Entries supplied:
◇ ◇ ◇ ◇ ◇
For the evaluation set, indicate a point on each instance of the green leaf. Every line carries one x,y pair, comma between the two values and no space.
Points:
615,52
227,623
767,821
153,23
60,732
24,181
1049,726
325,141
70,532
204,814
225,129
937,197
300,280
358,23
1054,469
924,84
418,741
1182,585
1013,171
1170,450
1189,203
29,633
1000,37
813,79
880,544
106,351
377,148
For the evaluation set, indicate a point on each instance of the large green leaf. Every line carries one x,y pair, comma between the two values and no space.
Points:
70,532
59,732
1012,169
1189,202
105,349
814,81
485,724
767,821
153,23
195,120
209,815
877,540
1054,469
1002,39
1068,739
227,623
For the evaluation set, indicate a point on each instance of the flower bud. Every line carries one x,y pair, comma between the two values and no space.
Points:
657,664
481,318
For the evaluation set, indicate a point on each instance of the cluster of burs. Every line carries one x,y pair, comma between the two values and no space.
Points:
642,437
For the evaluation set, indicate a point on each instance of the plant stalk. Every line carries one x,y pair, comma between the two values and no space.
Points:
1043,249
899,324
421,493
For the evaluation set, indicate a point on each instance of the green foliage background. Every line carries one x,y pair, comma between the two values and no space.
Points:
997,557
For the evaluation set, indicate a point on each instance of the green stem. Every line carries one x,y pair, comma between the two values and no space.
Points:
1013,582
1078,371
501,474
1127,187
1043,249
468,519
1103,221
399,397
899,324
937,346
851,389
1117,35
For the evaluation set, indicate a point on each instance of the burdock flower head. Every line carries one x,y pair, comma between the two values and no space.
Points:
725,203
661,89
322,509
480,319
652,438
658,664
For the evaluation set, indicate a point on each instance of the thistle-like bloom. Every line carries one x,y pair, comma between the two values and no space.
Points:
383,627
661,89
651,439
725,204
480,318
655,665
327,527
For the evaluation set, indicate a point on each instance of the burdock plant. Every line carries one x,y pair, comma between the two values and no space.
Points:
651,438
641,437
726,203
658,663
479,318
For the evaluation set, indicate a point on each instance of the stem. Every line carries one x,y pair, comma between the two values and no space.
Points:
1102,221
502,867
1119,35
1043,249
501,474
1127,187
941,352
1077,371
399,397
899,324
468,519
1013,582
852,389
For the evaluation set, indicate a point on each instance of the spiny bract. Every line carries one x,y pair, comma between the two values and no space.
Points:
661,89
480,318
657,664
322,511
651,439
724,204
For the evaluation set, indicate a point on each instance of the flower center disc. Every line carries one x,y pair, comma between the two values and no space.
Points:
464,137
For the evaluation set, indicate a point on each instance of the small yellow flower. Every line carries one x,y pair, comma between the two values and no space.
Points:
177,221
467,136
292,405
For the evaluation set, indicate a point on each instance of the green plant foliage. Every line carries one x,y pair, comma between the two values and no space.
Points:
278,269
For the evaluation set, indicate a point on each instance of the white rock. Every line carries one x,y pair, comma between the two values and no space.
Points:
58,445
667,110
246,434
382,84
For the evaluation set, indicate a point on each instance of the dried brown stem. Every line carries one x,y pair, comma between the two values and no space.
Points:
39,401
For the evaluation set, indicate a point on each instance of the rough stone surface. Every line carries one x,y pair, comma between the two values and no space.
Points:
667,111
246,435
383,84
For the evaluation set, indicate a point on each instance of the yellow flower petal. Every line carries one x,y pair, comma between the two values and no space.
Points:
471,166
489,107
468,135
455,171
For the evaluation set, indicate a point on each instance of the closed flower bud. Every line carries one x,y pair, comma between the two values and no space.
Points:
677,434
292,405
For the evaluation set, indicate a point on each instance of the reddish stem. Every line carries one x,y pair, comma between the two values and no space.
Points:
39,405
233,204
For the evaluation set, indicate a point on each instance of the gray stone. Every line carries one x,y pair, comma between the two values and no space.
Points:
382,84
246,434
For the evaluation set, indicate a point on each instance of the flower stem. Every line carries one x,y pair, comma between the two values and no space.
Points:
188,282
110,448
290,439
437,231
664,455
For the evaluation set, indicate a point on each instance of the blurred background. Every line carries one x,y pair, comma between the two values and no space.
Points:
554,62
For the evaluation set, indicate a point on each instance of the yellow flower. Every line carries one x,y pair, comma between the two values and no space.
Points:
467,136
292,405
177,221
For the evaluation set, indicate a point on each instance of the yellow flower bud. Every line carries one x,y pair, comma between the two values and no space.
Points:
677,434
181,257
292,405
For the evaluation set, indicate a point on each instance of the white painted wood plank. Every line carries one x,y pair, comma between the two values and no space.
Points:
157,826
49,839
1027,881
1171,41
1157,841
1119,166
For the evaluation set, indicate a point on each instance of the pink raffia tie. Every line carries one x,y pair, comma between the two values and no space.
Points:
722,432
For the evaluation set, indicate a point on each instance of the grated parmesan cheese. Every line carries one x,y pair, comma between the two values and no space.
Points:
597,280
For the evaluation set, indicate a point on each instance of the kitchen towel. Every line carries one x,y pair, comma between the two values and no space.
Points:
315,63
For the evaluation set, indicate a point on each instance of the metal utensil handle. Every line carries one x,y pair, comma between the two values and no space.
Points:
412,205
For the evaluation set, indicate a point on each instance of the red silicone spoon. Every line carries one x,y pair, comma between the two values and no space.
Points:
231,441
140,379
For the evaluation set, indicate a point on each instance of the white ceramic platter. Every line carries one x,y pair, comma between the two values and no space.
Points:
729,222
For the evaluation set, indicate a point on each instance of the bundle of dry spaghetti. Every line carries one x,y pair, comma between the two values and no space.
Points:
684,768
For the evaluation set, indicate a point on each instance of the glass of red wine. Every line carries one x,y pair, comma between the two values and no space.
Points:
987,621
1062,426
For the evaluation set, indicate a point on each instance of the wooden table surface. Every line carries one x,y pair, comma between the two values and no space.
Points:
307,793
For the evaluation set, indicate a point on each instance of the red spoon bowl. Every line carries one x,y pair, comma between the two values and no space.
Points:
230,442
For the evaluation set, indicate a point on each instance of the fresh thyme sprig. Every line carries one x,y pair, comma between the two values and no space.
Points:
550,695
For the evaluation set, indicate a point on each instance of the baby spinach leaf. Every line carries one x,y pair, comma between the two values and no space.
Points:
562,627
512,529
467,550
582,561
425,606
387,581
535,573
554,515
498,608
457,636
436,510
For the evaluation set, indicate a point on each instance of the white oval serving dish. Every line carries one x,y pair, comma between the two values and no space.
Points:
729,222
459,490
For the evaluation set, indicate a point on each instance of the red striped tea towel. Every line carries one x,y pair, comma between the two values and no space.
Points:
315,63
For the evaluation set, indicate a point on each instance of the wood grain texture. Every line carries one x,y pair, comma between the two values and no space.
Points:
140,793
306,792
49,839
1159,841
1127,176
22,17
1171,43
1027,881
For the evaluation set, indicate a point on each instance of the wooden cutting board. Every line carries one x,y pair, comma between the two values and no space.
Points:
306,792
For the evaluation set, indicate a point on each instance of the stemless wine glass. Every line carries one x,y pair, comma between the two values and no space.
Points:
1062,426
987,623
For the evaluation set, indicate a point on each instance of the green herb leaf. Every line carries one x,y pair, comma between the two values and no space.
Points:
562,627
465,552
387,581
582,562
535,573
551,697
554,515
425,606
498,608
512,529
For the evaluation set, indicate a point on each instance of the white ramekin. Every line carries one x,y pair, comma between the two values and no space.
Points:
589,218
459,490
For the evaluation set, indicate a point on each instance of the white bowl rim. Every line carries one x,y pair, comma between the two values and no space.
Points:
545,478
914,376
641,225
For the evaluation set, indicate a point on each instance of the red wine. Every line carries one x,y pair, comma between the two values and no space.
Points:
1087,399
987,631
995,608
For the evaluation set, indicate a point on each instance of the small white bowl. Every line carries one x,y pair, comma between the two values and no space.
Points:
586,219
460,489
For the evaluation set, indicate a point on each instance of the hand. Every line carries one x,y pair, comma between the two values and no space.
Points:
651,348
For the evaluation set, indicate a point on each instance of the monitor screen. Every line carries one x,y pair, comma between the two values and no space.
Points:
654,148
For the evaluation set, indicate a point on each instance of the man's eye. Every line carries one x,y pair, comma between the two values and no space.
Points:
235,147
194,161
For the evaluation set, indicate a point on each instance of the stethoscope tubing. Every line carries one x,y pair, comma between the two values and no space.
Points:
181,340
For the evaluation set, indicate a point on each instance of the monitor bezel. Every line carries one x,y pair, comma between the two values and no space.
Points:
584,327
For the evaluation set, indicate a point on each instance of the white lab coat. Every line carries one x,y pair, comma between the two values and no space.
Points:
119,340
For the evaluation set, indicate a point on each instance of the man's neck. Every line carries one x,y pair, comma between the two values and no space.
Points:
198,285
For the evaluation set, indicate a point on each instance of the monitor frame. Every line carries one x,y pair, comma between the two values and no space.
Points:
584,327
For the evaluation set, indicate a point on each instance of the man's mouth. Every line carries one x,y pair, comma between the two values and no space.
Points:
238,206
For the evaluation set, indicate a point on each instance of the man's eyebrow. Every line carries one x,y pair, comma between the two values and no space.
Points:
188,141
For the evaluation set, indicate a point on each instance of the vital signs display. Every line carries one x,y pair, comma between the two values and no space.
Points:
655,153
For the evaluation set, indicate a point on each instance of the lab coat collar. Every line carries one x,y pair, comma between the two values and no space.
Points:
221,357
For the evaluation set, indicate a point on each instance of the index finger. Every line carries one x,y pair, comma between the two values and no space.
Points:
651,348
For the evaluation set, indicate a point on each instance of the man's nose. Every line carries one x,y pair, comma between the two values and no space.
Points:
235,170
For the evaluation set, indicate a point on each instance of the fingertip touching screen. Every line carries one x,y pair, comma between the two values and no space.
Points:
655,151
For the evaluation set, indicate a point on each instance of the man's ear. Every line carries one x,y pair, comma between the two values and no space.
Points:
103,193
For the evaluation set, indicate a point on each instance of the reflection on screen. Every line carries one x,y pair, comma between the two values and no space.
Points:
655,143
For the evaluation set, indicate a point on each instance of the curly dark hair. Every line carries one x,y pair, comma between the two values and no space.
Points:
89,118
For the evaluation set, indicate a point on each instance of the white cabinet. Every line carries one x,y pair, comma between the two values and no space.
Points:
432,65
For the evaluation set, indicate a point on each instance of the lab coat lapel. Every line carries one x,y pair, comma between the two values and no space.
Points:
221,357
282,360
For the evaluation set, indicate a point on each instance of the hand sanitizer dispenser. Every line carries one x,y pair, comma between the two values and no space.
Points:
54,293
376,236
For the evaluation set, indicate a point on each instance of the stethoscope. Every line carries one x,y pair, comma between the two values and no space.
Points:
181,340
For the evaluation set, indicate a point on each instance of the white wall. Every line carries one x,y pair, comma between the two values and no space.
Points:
◇ ◇ ◇ ◇ ◇
Problem statement:
Return exactly the lines of the data, and only those, from the line with "the man's ear." through the last line, inclusive.

Result of this task:
For the evaluation set, indicate a point on each instance of the man's ear. Every line carries one x,y pair, comma between the two values and no space.
Points:
103,193
For the evaluation set, indicate a point on each instance of the reflection on screen. Every line carries one x,y pair, comma between the two values and no space.
Points:
655,143
For the evaluation set, indicate a point on each instance of the curly dark hair. Every line carries one x,y pair, comma between the two values and no space.
Points:
89,118
For the evaluation set, indicate a point on each instance of the white cabinet. Every line carries one x,y pair, comma between the two values and no space.
Points:
432,65
For the evaluation set, indicate a point on each instance of the lab coat lapel. Every line carries one x,y pair, comma between the two values and no space.
Points:
221,357
282,360
For the evaluation set, indicate a point on each instance of the hand sanitizer dispenser. Every line carries one x,y pair, comma between the two values and no space.
Points:
54,293
376,236
For the evaluation set, indicate a point on each instance of the stethoscope. Every line carries one x,y pair, comma between the two values and no space.
Points:
181,340
For the evaluation set, indicate a point on each instance of the white wall. Every line carries one x,y pair, comma between the two values and no space.
Points:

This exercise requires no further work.